── Source material ──

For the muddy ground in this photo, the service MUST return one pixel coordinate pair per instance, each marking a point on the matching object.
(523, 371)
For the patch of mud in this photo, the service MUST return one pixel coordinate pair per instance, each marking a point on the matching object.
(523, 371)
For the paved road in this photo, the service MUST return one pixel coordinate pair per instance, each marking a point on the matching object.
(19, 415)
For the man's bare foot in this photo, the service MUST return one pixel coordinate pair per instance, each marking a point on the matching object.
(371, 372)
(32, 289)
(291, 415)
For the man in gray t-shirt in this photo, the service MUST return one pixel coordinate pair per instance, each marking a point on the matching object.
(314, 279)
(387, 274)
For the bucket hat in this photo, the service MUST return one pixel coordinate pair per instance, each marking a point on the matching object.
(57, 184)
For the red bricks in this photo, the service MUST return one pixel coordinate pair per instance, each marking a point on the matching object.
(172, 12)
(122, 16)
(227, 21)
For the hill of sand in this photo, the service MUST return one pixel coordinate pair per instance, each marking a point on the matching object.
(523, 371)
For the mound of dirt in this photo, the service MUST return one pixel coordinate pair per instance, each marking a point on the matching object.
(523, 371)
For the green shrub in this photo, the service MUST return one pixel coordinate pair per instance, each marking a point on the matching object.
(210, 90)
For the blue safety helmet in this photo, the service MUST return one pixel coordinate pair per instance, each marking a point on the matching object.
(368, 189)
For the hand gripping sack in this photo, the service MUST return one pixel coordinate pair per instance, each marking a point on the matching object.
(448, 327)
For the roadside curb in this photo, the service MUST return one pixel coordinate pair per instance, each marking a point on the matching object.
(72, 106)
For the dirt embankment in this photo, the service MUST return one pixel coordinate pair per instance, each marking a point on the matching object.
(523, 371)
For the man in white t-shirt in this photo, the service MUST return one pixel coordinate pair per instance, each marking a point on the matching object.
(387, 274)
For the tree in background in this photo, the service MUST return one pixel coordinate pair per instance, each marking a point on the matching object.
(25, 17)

───

** Goal of the exercise **
Could you return all the data above exactly as it appears?

** Problem solution **
For the muddy ground in this photo, the service MUST return one pixel coordinate pair per instance, each marking a point on the matching object.
(523, 371)
For the patch of mud in this photo, the service MUST return one pixel coordinate pair per instance, each marking a point on the matching object.
(523, 371)
For the paved road in this photo, the service MUST return one pixel coordinate pair per instance, each marking a point on the matching object.
(19, 415)
For the man's bare foot in this photo, the service MUST return one pixel coordinate pair per instance, each marking a point on the matching object.
(371, 372)
(32, 289)
(291, 415)
For the man in gray t-shirt in this photo, the service MUST return one pixel coordinate pair per instance, each marking a point on the matching object.
(314, 279)
(387, 274)
For the bucket hat in this photo, the service MUST return one pixel coordinate pair per instance, each marking a point on the matching object.
(57, 184)
For the red bricks in this photo, the service MUST return one pixel coordinate pair per instance, each marking a point on the matching object.
(172, 12)
(122, 16)
(227, 21)
For the hill of sand in this photo, the service MUST return one pixel coordinate pair per instance, each marking a point on the matching object.
(523, 371)
For the mound of dirt in this photo, the service MUST return one pixel coordinate pair per instance, each marking a point on the matching object.
(523, 371)
For the green shrub in this photo, the service MUST return one pixel coordinate pair per instance, each marking a point on the matching object.
(210, 90)
For the blue safety helmet in this photo, the service MUST return one pixel coordinate pair per instance, each marking a point on the matching object.
(368, 189)
For the hand gripping sack in this photo, the service MUST return one pixel coordinate pair per instance, each marking a point on the matching object.
(448, 327)
For the roadside curb in this photo, the service MUST return one pixel coordinate pair per instance, each marking a point on the matching object.
(72, 106)
For the dirt embankment in this photo, the service MUST return one pixel coordinate pair per instance, each marking a point on the matching object.
(523, 371)
For the man in white t-shirt in this photo, the service MUST return one pixel coordinate pair per instance, each marking a point on the matching object.
(387, 274)
For the tree in background in this photo, the service MUST return one pixel coordinate pair per instance, each marking a point on the matching object.
(25, 17)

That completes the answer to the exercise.